- **Поставленная цель A**: Перескажите короче абзац фрагмента о философии обыденного языка, начинающийся словами «Понятие «философия обыденного языка» парадоксально», сохранив его основные факты.
- **Поставленная цель B**: Продолжите фрагмент о философии обыденного языка, начав сразу после его последнего предложения.

===== Фрагмент страницы =====

Keywords: linguistic philosophy, ordinary language, philosophy of religion, autonomy of religion, fideism, forms of life, grammatical investigations, Wittgenstein.

* Рахманин Алексей Юрьевич, кандидат философских наук, доцент кафедры философии, религиоведения и педагогики, Русская христианская гуманитарная академия; a.rakhmanin@gmail.com

** Исследование выполнено при финансовой поддержке РФФИ, проект «Витгенштейн в России: проблемы восприятия и понимания» № 16-33-0СЮ23-ОГН.

26

Вестник Русской христианской гуманитарной академии. 2018. Том 19. Выпуск 4

Понятие «философия обыденного языка» парадоксально. При том что так принято именовать довольно размытый круг разработок в философии второй половины XX в., это понятие, не будучи строгим, поразительно однозначно. Однозначность проявляется уже в том, что основоположниками этого типа философии обычно называются поздний Витгенштейн и Остин — и это своего рода историографическое правило. Парадоксальность же состоит не в том, что Остину в Оксфорде предшествовал Райл, а Витгенштейну в Кембридже — Мур (в конечном счете, обнаружение истоков философской традиции всегда в той или иной степени произвольно), а в том, что Витгенштейн и Остин понимали обыденный язык уж очень по-разному, и говорить в данном случае о единой традиции едва ли возможно. Соответственно и философские стили, разработанные поздним Витгенштейном и Остином, различались радикальным образом. При этом если провести элементарный эксперимент, сопоставив фрагменты «Философских исследований», статьи Остина и работы, скажем, Сёрля, то при всей близости последних двух авторов окажется, что в случае Витгенштейна и Остина мы имеем дело с одним типом интеллектуальной практики, а в случае Сёрля — с принципиально другим. Если несколько вольно использовать различие, введенное самим Сёрлем, в первом случае мы наблюдаем лингвистическую философию, во втором — философию языка (если не лингвистику). Это различие не следует абсолютизировать, но оно соотносится с другой парадоксальной особенностью философии обыденного языка, а именно с нечеткостью центрального понятия.

===== Исходные данные =====

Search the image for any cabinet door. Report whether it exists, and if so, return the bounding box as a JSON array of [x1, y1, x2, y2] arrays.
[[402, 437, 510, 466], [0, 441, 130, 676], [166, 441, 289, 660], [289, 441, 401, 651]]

=====

- **Итоговый ответ A**: Понятие «философия обыденного языка» парадоксально. Оно нестрогое, но на удивление однозначное. Так называют размытый круг работ второй половины XX в., а основоположниками, по историографическому правилу, считают позднего Витгенштейна и Остина. Парадокс не в том, что у них были предшественники: у Остина в Оксфорде это Райл, у Витгенштейна в Кембридже Мур. Парадокс в том, что обыденный язык они понимали очень по-разному. Поэтому о единой традиции говорить едва ли возможно, а их философские стили радикально различались. Но если сопоставить «Философские исследования», статьи Остина и работы Сёрля, видно, что Витгенштейн и Остин занимаются одним типом интеллектуальной практики, а Сёрль принципиально другим. Если несколько вольно использовать различие самого Сёрля, у первых это лингвистическая философия, у второго философия языка (если не лингвистика). Абсолютизировать это различие не следует, но оно связано с другой парадоксальной чертой этой философии: нечеткостью ее центрального понятия.

- **Итоговый ответ B**:
Как правило, говорится о том, что обыденным языком является любой язык, имеющий место в практической жизни. В этом смысле понятие «обыденный» нередко синонимично понятиям «повседневный» или даже «нормальный» язык [4, p. 335, 336]. Является ли это эвристически достаточной характеристикой языка? С одной стороны, как будто является, ведь очевидно, что взаимодействуя с продавцом в магазине, человек не прибегает к языку экономической теории или социальной философии, даже будучи философом. Здесь уместно несколько продолжить классический пример. Допустим, если некий философ-скептик, провозглашающий невозможность достоверного знания, подойдя к автобусной остановке спросит прохожего «Здесь ли останавливается 20-й автобус?», а в ответ услышит «Я ничего не знаю со всей достоверностью», скорее всего, философ-скептик будет вынужден признать, что его собеседник использует язык неправильно. С другой стороны, неизбежно возникает вопрос о параметрах и критериях повседневности. Например, очевидно, что химик в лаборатории использует язык не так, как дома в кругу семьи, но как быть с его общением с коллегами в кафе? И не бывает ли так, что философы вполне эффективно включают в свою повседневную практику элементы как будто необыденного философского языка?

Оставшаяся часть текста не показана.